ESTRATTO DEL DOCUMENTO —
La cosa piu’ difficile e’ gestire gente di posti diversi, con modi di fare diversi, con espressioni diverse e coscienze diverse. Olandesi, finlandesi, francesi, tedeschi, spagnoli e italiani. Una volta al mese me li porto in una stanza, uno ad uno, stringo tra le mani un bloc notes, facendo capire che mo’ guarda che prendo appunti e con il poveretto di turno discutiamo il piano di sviluppo personale. In questi incontri puo’ succedere di tutto: dalle lacrime dell’impiegato, a confessioni putride di dettagli personali, a lunghi silenzi e sguardi vacui.

Alcuni mi stanno proprio sui coglioni e devo fare uno sforzo karmico immenso per non provare repellenza appena li vedo, altri mi stanno troppo simpatici e devo fare uno sforzo per non trattarli meglio degli altri. Uno e’ un delatore, mi corre a riferire i passi falsi dei colleghi. Una non ha mai niente da dire. Ma mai mai mai. Uno si scaccola nemmeno tanto di nascosto. In generale mostrano tutti la medesima tendenza: un desiderio famelico di essere notati, in bene e in male.

PROBLEMA SCRITTO —
Nel brano sulla gestione del personale, ogni quanto chi scrive incontra i dipendenti uno alla volta per discutere il piano di sviluppo personale?

RIGHE SALVATE —
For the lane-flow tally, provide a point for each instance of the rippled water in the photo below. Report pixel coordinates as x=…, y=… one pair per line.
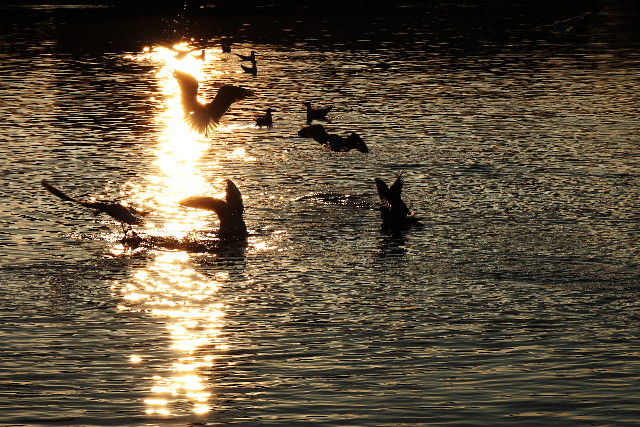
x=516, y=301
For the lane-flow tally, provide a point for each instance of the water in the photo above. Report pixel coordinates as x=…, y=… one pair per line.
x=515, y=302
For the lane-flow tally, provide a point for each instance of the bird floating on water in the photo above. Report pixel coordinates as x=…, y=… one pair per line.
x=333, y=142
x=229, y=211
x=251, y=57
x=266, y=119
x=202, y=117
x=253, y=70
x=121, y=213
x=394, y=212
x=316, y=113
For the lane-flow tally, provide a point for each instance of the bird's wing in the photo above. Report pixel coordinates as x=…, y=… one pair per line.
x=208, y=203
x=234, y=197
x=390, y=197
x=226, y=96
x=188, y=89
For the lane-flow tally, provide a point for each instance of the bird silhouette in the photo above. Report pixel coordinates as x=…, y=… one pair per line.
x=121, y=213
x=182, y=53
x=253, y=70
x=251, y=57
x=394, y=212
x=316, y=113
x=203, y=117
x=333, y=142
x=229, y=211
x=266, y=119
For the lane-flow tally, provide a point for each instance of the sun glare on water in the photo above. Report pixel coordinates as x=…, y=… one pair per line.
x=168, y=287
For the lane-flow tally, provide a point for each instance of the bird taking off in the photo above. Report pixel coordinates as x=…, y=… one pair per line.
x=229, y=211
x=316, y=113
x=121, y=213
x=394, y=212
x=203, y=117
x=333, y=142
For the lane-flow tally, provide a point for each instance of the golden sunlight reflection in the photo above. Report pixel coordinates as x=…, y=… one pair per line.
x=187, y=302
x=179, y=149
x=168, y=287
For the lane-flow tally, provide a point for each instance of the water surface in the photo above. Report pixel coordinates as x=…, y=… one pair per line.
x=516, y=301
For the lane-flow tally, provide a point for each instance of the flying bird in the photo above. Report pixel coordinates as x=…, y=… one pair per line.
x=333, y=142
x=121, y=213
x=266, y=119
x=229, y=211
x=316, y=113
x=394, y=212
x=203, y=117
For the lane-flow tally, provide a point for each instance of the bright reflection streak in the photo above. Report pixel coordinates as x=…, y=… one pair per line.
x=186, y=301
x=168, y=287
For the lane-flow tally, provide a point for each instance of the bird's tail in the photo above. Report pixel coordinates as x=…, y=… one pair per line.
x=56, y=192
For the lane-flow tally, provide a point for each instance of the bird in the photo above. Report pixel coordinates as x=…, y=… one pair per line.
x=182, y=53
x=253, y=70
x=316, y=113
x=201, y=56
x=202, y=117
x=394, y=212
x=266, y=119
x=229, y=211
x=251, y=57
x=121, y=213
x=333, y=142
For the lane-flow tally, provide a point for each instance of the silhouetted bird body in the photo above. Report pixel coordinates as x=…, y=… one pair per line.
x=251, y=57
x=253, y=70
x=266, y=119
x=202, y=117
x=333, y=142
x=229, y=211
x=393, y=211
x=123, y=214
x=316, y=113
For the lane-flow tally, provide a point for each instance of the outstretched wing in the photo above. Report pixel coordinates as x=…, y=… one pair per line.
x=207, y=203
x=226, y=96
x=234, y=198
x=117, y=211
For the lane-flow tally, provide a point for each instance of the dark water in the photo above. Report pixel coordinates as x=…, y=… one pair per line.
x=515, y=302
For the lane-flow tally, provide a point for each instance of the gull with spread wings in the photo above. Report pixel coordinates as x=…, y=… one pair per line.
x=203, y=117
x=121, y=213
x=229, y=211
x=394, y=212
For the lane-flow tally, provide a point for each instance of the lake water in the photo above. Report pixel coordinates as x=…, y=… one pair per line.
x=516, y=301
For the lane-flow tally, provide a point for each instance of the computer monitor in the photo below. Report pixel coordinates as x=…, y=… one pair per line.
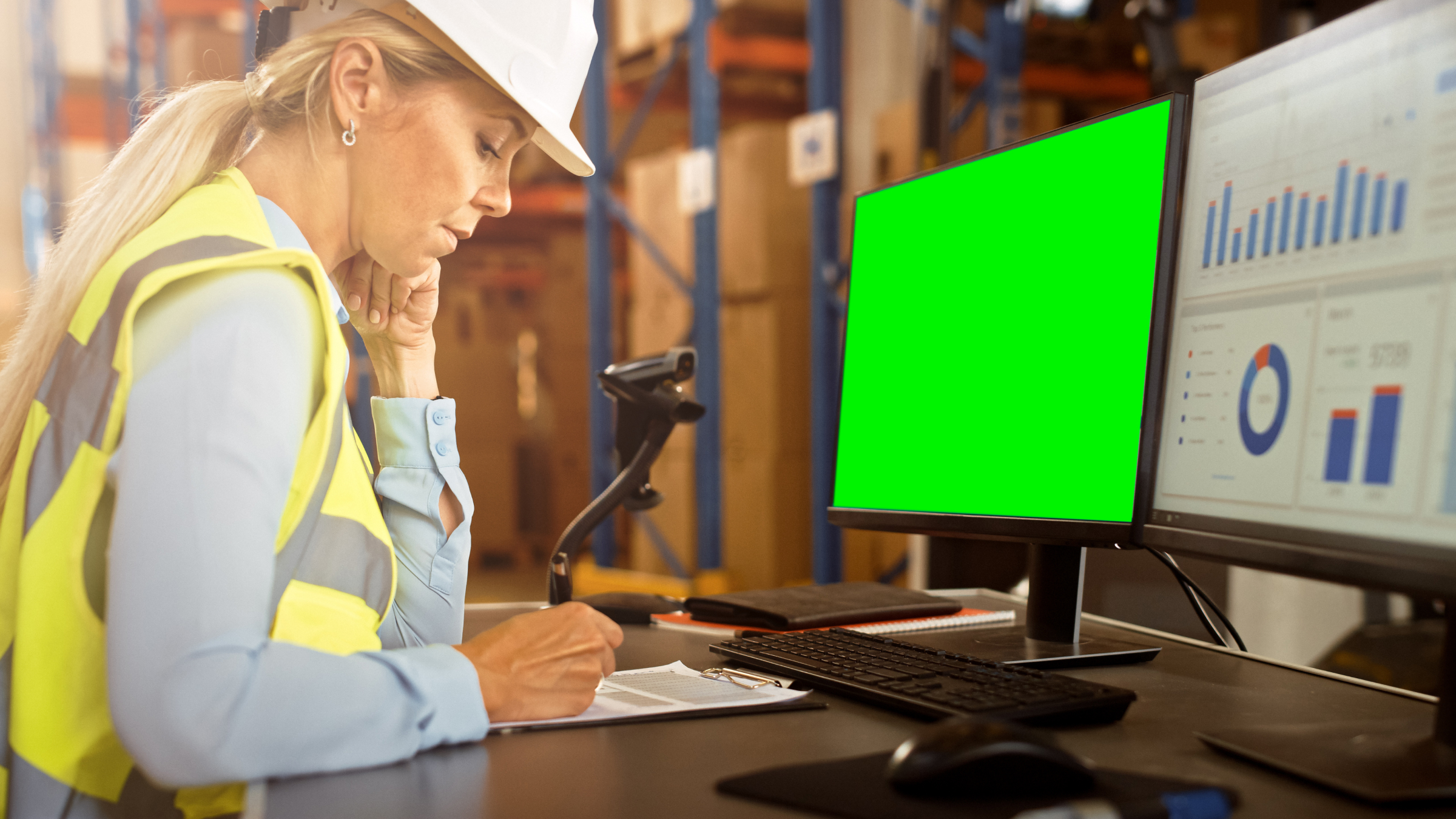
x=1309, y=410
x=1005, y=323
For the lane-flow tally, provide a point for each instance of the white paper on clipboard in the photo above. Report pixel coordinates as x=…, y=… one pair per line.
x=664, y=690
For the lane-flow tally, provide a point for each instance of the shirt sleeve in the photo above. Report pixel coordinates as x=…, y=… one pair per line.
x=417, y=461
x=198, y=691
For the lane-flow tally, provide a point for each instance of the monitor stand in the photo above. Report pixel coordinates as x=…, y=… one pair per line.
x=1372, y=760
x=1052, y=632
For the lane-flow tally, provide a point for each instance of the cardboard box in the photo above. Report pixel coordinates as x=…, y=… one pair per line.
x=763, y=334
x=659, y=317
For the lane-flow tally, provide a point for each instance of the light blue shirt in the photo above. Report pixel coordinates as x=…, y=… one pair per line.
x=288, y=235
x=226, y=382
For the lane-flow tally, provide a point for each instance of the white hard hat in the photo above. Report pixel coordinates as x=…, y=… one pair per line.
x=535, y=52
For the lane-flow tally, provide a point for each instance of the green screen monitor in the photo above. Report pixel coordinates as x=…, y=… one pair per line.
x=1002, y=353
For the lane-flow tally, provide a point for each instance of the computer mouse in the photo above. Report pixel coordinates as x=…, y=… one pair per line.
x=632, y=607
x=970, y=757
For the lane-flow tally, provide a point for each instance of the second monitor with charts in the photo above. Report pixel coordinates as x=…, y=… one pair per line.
==
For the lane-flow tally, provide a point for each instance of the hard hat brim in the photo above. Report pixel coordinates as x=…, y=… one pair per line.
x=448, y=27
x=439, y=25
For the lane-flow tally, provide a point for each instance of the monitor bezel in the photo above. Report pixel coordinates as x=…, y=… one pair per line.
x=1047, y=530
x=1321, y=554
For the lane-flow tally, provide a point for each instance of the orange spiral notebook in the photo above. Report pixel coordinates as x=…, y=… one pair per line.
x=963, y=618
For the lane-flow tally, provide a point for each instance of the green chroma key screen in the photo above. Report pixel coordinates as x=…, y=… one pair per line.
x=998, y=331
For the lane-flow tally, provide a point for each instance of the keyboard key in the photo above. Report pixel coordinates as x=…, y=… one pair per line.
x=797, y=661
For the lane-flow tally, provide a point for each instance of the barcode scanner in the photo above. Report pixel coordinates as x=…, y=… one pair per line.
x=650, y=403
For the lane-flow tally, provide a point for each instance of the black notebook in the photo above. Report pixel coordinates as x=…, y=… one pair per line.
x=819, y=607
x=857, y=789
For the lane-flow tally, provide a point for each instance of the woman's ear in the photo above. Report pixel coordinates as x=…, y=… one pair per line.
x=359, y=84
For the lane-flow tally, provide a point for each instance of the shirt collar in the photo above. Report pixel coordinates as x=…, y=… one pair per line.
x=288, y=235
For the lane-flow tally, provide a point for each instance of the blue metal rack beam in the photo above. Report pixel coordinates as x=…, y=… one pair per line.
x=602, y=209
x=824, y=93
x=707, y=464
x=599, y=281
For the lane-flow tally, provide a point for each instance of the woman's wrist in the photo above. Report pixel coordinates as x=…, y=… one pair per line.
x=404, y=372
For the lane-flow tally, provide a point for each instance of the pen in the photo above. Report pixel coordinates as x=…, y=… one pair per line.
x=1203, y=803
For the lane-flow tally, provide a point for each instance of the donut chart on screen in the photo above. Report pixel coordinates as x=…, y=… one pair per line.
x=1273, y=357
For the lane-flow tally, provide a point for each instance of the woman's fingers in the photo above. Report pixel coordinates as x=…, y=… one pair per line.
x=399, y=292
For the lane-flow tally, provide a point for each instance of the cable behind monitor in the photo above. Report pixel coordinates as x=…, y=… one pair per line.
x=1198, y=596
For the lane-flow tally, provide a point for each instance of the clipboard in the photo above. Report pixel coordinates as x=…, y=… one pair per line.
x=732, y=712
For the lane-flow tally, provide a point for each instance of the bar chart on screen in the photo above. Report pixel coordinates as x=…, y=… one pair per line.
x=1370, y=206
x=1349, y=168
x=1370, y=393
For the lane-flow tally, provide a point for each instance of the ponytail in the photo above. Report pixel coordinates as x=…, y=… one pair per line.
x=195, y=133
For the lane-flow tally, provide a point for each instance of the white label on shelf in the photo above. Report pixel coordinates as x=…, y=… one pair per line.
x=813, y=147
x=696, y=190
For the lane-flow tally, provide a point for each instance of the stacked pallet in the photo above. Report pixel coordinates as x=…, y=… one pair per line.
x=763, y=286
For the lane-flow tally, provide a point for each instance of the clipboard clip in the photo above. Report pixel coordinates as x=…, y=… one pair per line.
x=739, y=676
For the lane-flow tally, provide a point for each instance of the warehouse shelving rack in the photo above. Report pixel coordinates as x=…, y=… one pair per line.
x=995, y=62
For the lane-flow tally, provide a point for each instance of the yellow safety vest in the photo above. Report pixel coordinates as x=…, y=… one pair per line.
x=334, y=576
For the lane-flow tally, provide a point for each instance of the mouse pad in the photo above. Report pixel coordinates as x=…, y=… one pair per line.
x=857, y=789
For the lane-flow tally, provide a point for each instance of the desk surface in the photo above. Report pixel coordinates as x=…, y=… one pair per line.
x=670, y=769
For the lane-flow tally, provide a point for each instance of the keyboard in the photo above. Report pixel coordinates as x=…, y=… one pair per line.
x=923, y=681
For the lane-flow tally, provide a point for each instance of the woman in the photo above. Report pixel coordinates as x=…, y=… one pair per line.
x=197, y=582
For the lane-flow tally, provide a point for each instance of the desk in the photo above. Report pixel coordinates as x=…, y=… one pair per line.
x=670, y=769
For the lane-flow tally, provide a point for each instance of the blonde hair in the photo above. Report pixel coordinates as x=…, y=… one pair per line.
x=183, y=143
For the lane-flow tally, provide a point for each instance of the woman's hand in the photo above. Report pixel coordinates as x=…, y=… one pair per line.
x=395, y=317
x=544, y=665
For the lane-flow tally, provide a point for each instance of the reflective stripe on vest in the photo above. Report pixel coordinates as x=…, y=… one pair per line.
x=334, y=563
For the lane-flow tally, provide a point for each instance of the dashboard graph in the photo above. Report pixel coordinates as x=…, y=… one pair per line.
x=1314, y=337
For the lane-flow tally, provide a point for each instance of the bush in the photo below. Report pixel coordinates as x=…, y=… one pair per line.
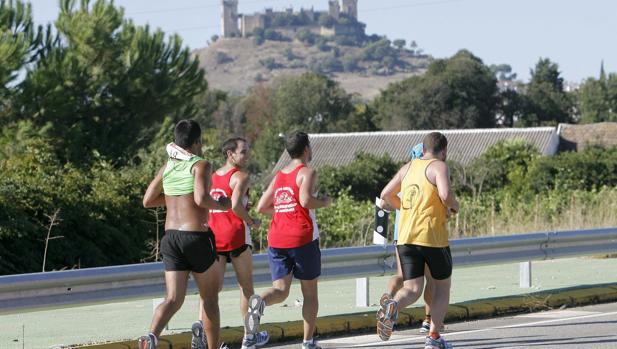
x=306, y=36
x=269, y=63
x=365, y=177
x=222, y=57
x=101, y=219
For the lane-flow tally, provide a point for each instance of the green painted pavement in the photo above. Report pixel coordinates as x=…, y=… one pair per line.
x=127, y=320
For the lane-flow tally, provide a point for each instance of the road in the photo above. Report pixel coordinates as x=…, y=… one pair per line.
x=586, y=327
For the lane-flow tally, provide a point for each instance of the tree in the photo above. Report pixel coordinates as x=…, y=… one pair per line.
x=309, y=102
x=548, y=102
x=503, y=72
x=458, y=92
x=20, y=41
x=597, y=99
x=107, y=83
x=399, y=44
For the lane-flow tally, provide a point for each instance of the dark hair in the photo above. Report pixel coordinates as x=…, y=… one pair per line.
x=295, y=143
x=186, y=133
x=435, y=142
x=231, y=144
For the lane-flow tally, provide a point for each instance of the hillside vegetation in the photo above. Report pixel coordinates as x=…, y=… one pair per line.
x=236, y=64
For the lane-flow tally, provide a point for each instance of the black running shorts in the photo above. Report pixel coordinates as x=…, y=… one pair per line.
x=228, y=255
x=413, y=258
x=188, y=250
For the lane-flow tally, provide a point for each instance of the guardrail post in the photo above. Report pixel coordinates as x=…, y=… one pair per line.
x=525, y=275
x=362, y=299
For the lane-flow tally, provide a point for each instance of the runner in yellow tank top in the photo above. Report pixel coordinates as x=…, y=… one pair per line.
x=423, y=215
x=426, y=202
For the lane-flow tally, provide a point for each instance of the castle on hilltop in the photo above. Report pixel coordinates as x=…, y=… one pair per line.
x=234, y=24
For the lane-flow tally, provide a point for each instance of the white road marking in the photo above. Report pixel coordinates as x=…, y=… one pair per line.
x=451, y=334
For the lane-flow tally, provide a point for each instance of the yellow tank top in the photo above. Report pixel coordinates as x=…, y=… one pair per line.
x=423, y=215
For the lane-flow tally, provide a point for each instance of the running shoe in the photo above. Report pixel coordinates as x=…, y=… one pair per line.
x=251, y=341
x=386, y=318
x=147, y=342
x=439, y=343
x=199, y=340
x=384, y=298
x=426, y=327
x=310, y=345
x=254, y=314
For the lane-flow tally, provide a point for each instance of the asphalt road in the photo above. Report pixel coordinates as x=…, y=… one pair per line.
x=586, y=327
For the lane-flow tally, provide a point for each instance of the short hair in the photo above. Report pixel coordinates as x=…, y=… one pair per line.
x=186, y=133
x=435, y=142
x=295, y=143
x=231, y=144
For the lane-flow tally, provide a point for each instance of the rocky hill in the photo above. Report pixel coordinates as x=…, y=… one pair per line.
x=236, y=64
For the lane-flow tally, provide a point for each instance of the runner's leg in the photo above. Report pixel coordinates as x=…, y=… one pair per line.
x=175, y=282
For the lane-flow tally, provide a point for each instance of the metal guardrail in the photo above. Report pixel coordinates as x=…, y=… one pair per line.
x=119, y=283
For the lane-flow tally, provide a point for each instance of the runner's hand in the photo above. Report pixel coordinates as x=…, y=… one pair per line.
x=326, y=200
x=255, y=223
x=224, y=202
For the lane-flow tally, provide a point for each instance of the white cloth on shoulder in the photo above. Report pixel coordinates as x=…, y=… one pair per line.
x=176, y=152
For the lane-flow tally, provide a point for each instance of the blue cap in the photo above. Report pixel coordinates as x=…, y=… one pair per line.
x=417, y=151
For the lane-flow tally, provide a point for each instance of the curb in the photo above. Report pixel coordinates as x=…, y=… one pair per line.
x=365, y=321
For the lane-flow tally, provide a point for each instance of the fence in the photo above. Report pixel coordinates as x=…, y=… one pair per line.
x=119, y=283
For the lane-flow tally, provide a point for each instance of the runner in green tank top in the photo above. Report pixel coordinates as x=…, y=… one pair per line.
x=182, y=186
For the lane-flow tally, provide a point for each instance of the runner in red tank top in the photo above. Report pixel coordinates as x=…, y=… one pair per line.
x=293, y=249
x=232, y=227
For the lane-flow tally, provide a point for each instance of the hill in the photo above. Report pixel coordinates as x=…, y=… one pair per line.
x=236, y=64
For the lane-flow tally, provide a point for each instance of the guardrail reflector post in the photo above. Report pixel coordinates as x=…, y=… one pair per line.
* * *
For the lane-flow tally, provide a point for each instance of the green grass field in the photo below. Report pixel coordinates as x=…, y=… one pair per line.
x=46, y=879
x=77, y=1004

SOLUZIONE ESERCIZIO —
Una volta al mese.